● DIRECTIONS:
Change every occurrence of "pixel coordinates" to "image coordinates" in the data below, leaving all other text unaltered. Omit the pictures from your reply.
-- start --
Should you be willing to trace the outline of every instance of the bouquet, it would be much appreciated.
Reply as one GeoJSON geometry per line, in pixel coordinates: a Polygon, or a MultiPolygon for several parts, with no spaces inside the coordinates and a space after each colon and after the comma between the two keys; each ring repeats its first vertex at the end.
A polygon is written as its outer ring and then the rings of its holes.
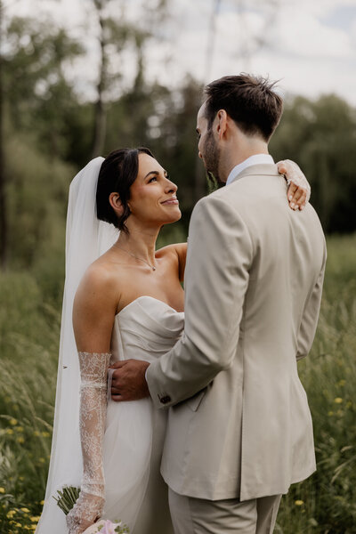
{"type": "MultiPolygon", "coordinates": [[[[57,506],[67,515],[73,508],[79,497],[80,488],[73,486],[65,486],[61,491],[57,491],[57,497],[53,496],[57,501],[57,506]]],[[[90,527],[88,527],[83,534],[129,534],[130,530],[127,525],[123,524],[121,521],[112,522],[109,519],[101,519],[90,527]]]]}

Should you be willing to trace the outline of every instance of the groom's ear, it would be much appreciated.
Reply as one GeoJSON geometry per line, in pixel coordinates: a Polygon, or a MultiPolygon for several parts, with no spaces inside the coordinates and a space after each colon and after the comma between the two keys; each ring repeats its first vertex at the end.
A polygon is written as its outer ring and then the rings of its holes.
{"type": "Polygon", "coordinates": [[[225,109],[219,109],[219,111],[216,113],[216,131],[219,135],[219,139],[222,139],[227,130],[228,114],[226,113],[225,109]]]}
{"type": "Polygon", "coordinates": [[[110,193],[109,196],[109,202],[110,203],[111,207],[117,214],[118,217],[121,217],[124,214],[124,206],[121,202],[121,198],[118,193],[110,193]]]}

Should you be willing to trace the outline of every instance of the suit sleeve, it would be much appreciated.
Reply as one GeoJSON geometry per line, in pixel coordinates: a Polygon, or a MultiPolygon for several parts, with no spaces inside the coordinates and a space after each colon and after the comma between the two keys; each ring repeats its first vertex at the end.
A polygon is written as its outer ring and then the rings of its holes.
{"type": "Polygon", "coordinates": [[[320,272],[318,275],[312,293],[306,301],[297,338],[296,360],[308,355],[314,339],[320,310],[322,286],[324,281],[327,249],[324,247],[324,258],[320,272]]]}
{"type": "Polygon", "coordinates": [[[236,208],[214,195],[201,199],[190,226],[184,332],[147,370],[156,407],[194,395],[231,366],[252,258],[252,241],[236,208]]]}

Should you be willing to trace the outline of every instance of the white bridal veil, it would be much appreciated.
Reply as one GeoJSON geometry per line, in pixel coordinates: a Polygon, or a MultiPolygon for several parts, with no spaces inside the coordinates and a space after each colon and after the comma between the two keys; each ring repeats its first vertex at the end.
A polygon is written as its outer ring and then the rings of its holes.
{"type": "Polygon", "coordinates": [[[96,217],[96,186],[103,158],[90,161],[73,179],[66,227],[66,280],[61,316],[57,392],[51,462],[44,506],[36,534],[64,534],[65,515],[53,496],[63,486],[79,487],[82,451],[79,435],[80,372],[72,327],[74,295],[86,268],[118,237],[118,231],[96,217]]]}

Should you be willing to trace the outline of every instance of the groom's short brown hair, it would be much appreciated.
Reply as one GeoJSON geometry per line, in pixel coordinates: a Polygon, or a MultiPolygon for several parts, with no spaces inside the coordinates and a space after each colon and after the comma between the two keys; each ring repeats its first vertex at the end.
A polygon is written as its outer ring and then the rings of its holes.
{"type": "Polygon", "coordinates": [[[206,86],[205,116],[210,129],[219,109],[226,113],[247,135],[268,142],[279,125],[283,100],[272,91],[275,82],[248,74],[225,76],[206,86]]]}

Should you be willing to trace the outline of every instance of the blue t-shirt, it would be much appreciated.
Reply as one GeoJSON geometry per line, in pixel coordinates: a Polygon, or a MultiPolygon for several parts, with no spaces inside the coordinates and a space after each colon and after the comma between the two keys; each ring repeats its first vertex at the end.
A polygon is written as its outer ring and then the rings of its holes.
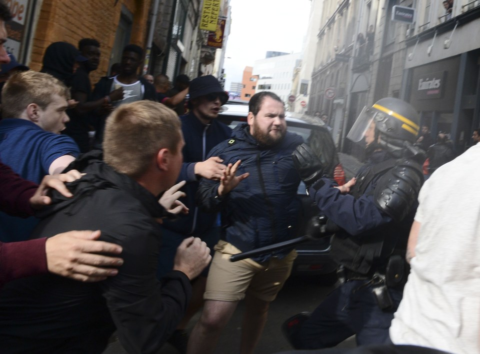
{"type": "MultiPolygon", "coordinates": [[[[71,138],[46,132],[34,123],[16,118],[0,121],[0,160],[20,176],[40,183],[55,160],[65,155],[76,157],[78,147],[71,138]]],[[[0,213],[0,241],[28,239],[37,219],[0,213]]]]}

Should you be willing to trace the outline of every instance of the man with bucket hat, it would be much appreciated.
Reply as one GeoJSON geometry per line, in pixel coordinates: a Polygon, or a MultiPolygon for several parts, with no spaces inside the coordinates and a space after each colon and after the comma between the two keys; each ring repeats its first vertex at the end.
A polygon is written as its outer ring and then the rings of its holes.
{"type": "MultiPolygon", "coordinates": [[[[185,140],[182,152],[184,163],[178,181],[186,181],[182,188],[186,195],[180,200],[189,209],[188,215],[176,221],[164,221],[162,225],[162,246],[158,257],[159,278],[172,270],[176,248],[186,237],[198,237],[210,249],[218,240],[220,226],[217,214],[200,211],[195,203],[195,195],[201,178],[220,180],[226,166],[217,156],[206,159],[214,146],[230,137],[232,130],[216,120],[220,108],[226,103],[228,95],[218,81],[212,75],[192,80],[189,89],[190,111],[180,117],[185,140]]],[[[192,285],[193,296],[178,329],[169,341],[180,352],[186,348],[187,334],[184,328],[202,302],[206,281],[206,269],[192,285]]]]}

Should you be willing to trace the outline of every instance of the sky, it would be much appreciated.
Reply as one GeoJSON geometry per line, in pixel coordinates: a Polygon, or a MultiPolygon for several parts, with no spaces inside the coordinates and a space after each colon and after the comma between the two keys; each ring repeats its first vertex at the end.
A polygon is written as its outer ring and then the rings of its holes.
{"type": "Polygon", "coordinates": [[[308,26],[310,0],[230,0],[232,25],[224,63],[225,88],[242,82],[244,69],[268,51],[298,53],[308,26]]]}

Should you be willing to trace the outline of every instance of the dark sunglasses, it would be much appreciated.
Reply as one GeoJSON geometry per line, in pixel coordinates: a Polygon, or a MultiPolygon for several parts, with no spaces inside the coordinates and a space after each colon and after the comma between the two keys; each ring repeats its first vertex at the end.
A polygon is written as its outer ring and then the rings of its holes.
{"type": "Polygon", "coordinates": [[[220,100],[220,102],[224,103],[228,99],[226,98],[226,94],[223,92],[212,92],[205,95],[208,101],[212,102],[217,99],[220,100]]]}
-- end --
● CORRECT RESPONSE:
Should you be willing to trace the outline of every instance of the bouquet, it would be much appreciated.
Reply as one GeoJSON geometry per line, in image coordinates: a Polygon, or a MultiPolygon for several parts, with no spaces inside the coordinates and a space after each colon and after the comma between the two keys; each ring repeats its first vertex at the end.
A polygon is written as its outer ring and then the rings of its holes.
{"type": "MultiPolygon", "coordinates": [[[[57,506],[67,515],[73,508],[79,497],[80,488],[73,486],[65,486],[61,491],[57,491],[57,497],[53,496],[57,501],[57,506]]],[[[90,527],[88,527],[83,534],[129,534],[130,530],[127,525],[123,524],[121,521],[112,522],[109,519],[101,519],[90,527]]]]}

Should you be willing to trace the outline of every instance of the groom's ear, it would be much appreciated.
Reply as one GeoJSON geometry per line, in image coordinates: a Polygon, or a MultiPolygon for several parts, with no spaces inside the coordinates and a space after each colon and after the comma between the two keys; each ring repeats its first vertex at the end.
A polygon is written as its outer ring and then the rings of its holes.
{"type": "Polygon", "coordinates": [[[225,109],[219,109],[219,111],[216,113],[216,131],[219,135],[219,139],[222,139],[227,130],[228,114],[226,113],[225,109]]]}
{"type": "Polygon", "coordinates": [[[110,193],[109,196],[109,202],[110,203],[111,207],[117,214],[118,217],[121,217],[124,214],[124,206],[121,202],[121,198],[118,193],[110,193]]]}

Should you be willing to trace the outline of every instance of the suit sleeve, it would be much appreciated.
Reply as one GeoJSON geometry per line, in image coordinates: a Polygon, or a MultiPolygon for several parts, with no spaces inside the coordinates and a space after each colon and after the comma between the two keys; each ring repeats its first vertex at the end.
A polygon is written as its outer ring and then the rings of its holes.
{"type": "Polygon", "coordinates": [[[320,272],[318,275],[312,293],[306,301],[297,338],[296,360],[308,355],[314,339],[320,310],[322,286],[324,281],[327,249],[324,247],[324,258],[320,272]]]}
{"type": "Polygon", "coordinates": [[[236,208],[214,195],[201,199],[190,226],[184,332],[147,370],[156,407],[194,395],[231,366],[252,258],[252,241],[236,208]]]}

Should you be willing to trace the outline of every instance of the white bridal veil, it would be much appreciated.
Reply as one GeoJSON geometry per line, in image coordinates: a Polygon, or a MultiPolygon for several parts, with no spaces inside the coordinates and a space after each colon and after the comma between the two keys; each ring repeats its first vertex at the end.
A polygon is written as its outer ring and then the rings of its holes.
{"type": "Polygon", "coordinates": [[[96,217],[96,186],[103,158],[90,161],[73,179],[66,227],[66,280],[61,316],[57,392],[51,462],[44,506],[36,534],[64,534],[65,515],[53,496],[63,486],[79,487],[82,451],[79,435],[80,372],[72,327],[74,295],[86,268],[118,237],[118,231],[96,217]]]}

Should you be willing to trace the outline of every instance of the groom's short brown hair, it would be much appreciated.
Reply as one GeoJSON geometry per line, in image coordinates: a Polygon, or a MultiPolygon for several parts, with no spaces inside the coordinates and a space after each colon and after the comma between the two keys; each ring repeats its first vertex at the end.
A polygon is written as its outer ring and then the rings of its holes.
{"type": "Polygon", "coordinates": [[[206,86],[205,116],[210,129],[219,109],[226,113],[247,135],[268,142],[279,125],[283,100],[272,91],[275,82],[248,74],[225,76],[206,86]]]}

Should you be willing to trace the outline of every instance of the blue t-shirt, it would be much appreciated.
Reply as one GeoJSON geometry per line, in image coordinates: a Polygon, or a MultiPolygon for several parts, with no spaces inside the coordinates and a space after each colon and after the comma between the two keys; each ring repeats its first vertex at the end.
A polygon is written as its outer ring and then the rings of its holes.
{"type": "MultiPolygon", "coordinates": [[[[71,138],[46,132],[34,123],[16,118],[0,121],[0,160],[20,176],[40,183],[55,160],[65,155],[76,157],[78,147],[71,138]]],[[[0,213],[0,241],[28,239],[37,219],[0,213]]]]}

Should you be willing to trace the outline of every instance of the man with bucket hat, it would be much appreciated.
Reply as one GeoJSON geometry per line, in image coordinates: a Polygon, or a MultiPolygon for several parts, with no spaces inside the coordinates and a space after each colon and after the comma between the two keys; each ring repeats its first vertex at the end.
A polygon is written as its outer ring and then the rings of its holes.
{"type": "MultiPolygon", "coordinates": [[[[185,140],[182,152],[184,163],[178,181],[186,181],[182,188],[186,195],[180,200],[189,209],[188,215],[176,221],[164,221],[162,225],[162,246],[158,257],[159,278],[172,270],[176,248],[186,237],[198,237],[210,249],[218,240],[220,226],[217,214],[200,211],[195,203],[195,195],[201,178],[220,180],[226,166],[217,156],[206,159],[214,146],[230,137],[232,130],[216,120],[220,108],[226,103],[228,95],[218,81],[212,75],[192,80],[189,89],[190,111],[180,117],[185,140]]],[[[192,285],[193,296],[178,329],[169,341],[180,352],[186,348],[187,334],[184,328],[202,302],[206,281],[206,269],[192,285]]]]}

Should you be willing to trace the outline of every instance of the sky, it would be much appreciated.
Reply as one GeoJSON geometry per line, in image coordinates: a Polygon, or a MultiPolygon for several parts, with no spaces inside the coordinates and a space after each colon and after the comma between the two keys; each ring repeats its first vertex at the end.
A polygon is written as its outer ring and then the rings of its holes.
{"type": "Polygon", "coordinates": [[[308,26],[310,0],[230,0],[232,25],[224,63],[225,88],[242,82],[244,69],[268,51],[298,53],[308,26]]]}

Should you be willing to trace the outline of every instance of the dark sunglasses, it would be much appreciated.
Reply as one GeoJSON geometry per line, in image coordinates: a Polygon, or a MultiPolygon for several parts, with no spaces inside the coordinates and a space after each colon and after the comma between the two keys; each ring repeats its first vertex at the end.
A polygon is written as its outer ring and then the rings of its holes.
{"type": "Polygon", "coordinates": [[[220,100],[220,102],[224,103],[228,99],[226,98],[226,94],[223,92],[212,92],[205,95],[208,101],[212,102],[217,99],[220,100]]]}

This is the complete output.